(Saved entries)
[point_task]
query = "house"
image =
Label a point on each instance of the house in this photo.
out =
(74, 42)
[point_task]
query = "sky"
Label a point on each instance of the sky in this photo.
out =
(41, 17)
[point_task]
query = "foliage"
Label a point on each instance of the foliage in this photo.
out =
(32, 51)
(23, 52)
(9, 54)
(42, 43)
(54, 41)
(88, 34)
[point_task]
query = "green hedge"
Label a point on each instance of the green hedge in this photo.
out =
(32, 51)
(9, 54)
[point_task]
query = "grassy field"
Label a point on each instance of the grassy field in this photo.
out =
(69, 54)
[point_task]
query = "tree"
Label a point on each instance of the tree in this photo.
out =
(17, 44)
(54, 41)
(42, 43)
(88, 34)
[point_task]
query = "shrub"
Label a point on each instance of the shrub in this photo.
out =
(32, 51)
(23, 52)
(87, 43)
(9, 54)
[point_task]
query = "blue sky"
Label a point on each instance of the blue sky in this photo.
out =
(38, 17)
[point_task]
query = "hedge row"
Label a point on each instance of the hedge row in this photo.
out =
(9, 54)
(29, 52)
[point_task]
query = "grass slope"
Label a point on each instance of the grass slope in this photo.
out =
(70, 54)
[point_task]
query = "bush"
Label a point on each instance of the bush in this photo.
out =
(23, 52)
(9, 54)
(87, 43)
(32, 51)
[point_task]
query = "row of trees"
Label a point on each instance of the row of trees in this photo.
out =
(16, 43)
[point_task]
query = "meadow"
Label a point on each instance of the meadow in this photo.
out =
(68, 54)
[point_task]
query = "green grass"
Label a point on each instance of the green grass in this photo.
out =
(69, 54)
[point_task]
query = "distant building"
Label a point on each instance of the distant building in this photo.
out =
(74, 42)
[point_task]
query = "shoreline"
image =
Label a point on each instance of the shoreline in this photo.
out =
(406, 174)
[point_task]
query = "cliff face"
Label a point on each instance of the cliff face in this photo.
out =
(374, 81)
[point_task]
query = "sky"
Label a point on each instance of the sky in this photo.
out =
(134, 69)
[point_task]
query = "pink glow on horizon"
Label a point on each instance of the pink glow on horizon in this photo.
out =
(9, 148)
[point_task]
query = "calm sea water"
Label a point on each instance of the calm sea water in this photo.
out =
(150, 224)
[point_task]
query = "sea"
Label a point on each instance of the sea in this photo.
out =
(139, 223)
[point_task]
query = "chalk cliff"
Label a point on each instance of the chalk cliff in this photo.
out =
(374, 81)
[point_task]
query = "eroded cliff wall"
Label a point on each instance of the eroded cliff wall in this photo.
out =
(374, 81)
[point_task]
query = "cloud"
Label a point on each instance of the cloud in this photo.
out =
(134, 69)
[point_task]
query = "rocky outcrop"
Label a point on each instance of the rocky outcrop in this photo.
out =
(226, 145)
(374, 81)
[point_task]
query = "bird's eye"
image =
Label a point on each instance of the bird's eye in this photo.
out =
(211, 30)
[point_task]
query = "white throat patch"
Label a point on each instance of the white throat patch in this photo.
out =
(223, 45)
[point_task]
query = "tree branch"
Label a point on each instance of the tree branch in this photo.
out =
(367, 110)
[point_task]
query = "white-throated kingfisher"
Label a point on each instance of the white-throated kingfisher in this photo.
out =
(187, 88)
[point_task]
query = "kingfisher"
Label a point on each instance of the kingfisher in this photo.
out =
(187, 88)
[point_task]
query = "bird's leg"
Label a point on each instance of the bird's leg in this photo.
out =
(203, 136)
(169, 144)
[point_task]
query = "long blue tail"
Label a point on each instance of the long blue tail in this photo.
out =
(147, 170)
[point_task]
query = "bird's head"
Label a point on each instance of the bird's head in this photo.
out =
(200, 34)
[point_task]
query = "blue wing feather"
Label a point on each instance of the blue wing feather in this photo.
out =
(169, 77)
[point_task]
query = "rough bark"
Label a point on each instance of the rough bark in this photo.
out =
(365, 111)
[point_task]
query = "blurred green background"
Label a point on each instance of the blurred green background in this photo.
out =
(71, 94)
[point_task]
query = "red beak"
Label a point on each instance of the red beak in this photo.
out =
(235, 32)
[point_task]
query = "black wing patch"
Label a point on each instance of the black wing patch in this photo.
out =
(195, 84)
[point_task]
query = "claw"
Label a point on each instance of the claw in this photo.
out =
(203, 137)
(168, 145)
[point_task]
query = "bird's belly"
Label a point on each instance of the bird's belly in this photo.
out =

§ Task to complete: Precisely as given, transcribe all of the entries above.

§ Output:
[point_task]
query = "house"
image =
Label a point on each instance of the house in this photo.
out =
(74, 42)
[point_task]
query = "sky"
Label a point on each instance of the sky in this photo.
out =
(41, 17)
[point_task]
query = "foliage"
Label a point on each instance of the foliage in this photo.
out =
(32, 51)
(23, 52)
(9, 54)
(42, 43)
(54, 41)
(88, 34)
[point_task]
query = "green hedge"
Label a point on each instance of the green hedge in this photo.
out =
(32, 51)
(9, 54)
[point_task]
query = "grassy field"
Label a point on each instance of the grassy field in this photo.
out =
(69, 54)
[point_task]
query = "tree"
Label a point on each instance of the tree in this photo.
out =
(17, 44)
(54, 41)
(42, 43)
(88, 34)
[point_task]
query = "shrub"
Label a point on each instance of the shrub in this photo.
out =
(32, 51)
(23, 52)
(87, 43)
(9, 54)
[point_task]
query = "blue sky"
Label a point on each instance of the blue sky in this photo.
out =
(38, 17)
[point_task]
query = "hedge row"
Label a point on each instance of the hedge row in this photo.
out =
(9, 54)
(29, 52)
[point_task]
query = "grass slope"
Label a point on each instance of the grass slope in this photo.
out =
(70, 54)
[point_task]
query = "bush"
Label a point on each instance of the bush in this photo.
out =
(23, 52)
(9, 54)
(87, 43)
(32, 51)
[point_task]
query = "row of trees"
Label a point on each instance of the row of trees in this photo.
out =
(16, 43)
[point_task]
query = "meadow"
Label a point on each instance of the meadow in this photo.
out =
(68, 54)
[point_task]
query = "green grass"
Label a point on each instance of the green grass in this photo.
out =
(69, 54)
[point_task]
query = "distant building"
Label a point on each instance of the distant building in this photo.
out =
(74, 42)
[point_task]
query = "shoreline"
image =
Label a point on each instance of the shoreline in this photo.
out =
(406, 174)
[point_task]
query = "cliff face"
Label a point on each instance of the cliff face in this photo.
out =
(374, 81)
[point_task]
query = "sky"
Label a point on each instance of the sky in this photo.
out =
(134, 69)
[point_task]
query = "pink glow on horizon"
Label a point on each instance of the pink glow on horizon in this photo.
out =
(9, 148)
[point_task]
query = "calm sea water"
Label a point on each instance of the calm sea water in this photo.
out =
(150, 224)
[point_task]
query = "sea"
Label a point on each instance of the sea in this photo.
out =
(139, 223)
[point_task]
query = "chalk cliff"
Label a point on each instance of the chalk cliff in this photo.
out =
(374, 81)
[point_task]
query = "eroded cliff wall"
Label a point on each instance of the eroded cliff wall in this photo.
out =
(374, 81)
[point_task]
query = "cloud"
Label a point on each instance of the cloud in this photo.
out =
(134, 69)
[point_task]
query = "rocky outcrop"
Label a point on each instance of the rocky outcrop in this photo.
out =
(226, 145)
(374, 81)
[point_task]
query = "bird's eye"
image =
Label a point on each instance of the bird's eye in this photo.
out =
(211, 30)
[point_task]
query = "white throat patch"
Label a point on each instance of the white throat patch in this photo.
out =
(223, 45)
[point_task]
query = "tree branch"
Label a point on each instance of the tree branch in this photo.
out =
(367, 110)
[point_task]
query = "white-throated kingfisher"
Label a point on each instance of the white-throated kingfisher in this photo.
out =
(187, 88)
[point_task]
query = "kingfisher"
Label a point on each instance of the kingfisher in this photo.
out =
(187, 88)
[point_task]
query = "bird's leg"
Label a point on each instance of the bird's leg in this photo.
out =
(203, 136)
(169, 144)
[point_task]
query = "long blue tail"
Label a point on each instance of the long blue tail in this photo.
out =
(147, 170)
[point_task]
query = "bird's head"
Label a point on each instance of the bird's head in this photo.
out =
(200, 34)
[point_task]
query = "blue wing feather"
Label a point on each instance of the blue wing feather in this photo.
out =
(169, 77)
[point_task]
query = "rough bark"
Label a point on each instance of the rough bark in this photo.
out =
(365, 111)
[point_task]
query = "blurred green background"
Label a point on each instance of the blurred green background in this photo.
out =
(71, 94)
[point_task]
query = "red beak"
Label a point on each instance of the red beak in this photo.
out =
(235, 32)
[point_task]
query = "black wing patch"
Label a point on each instance of the black wing patch in this photo.
out =
(195, 84)
[point_task]
query = "claw"
Label a point on each instance of the claw in this photo.
out =
(203, 137)
(168, 145)
[point_task]
query = "bird's belly"
Label a point on each instance of the bird's belly in this photo.
out =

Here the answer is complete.